= EXERCISE DETAILS =
Lay out all of the material below as a numbered list, one line per item, leaving out any blank lines.

BEGIN PROVIDED INFORMATION

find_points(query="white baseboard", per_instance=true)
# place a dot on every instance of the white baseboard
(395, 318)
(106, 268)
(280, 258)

END PROVIDED INFORMATION

= SOLUTION =
1. find_points(query="white baseboard", per_instance=true)
2. # place a dot on every instance of the white baseboard
3. (395, 318)
4. (106, 268)
5. (280, 258)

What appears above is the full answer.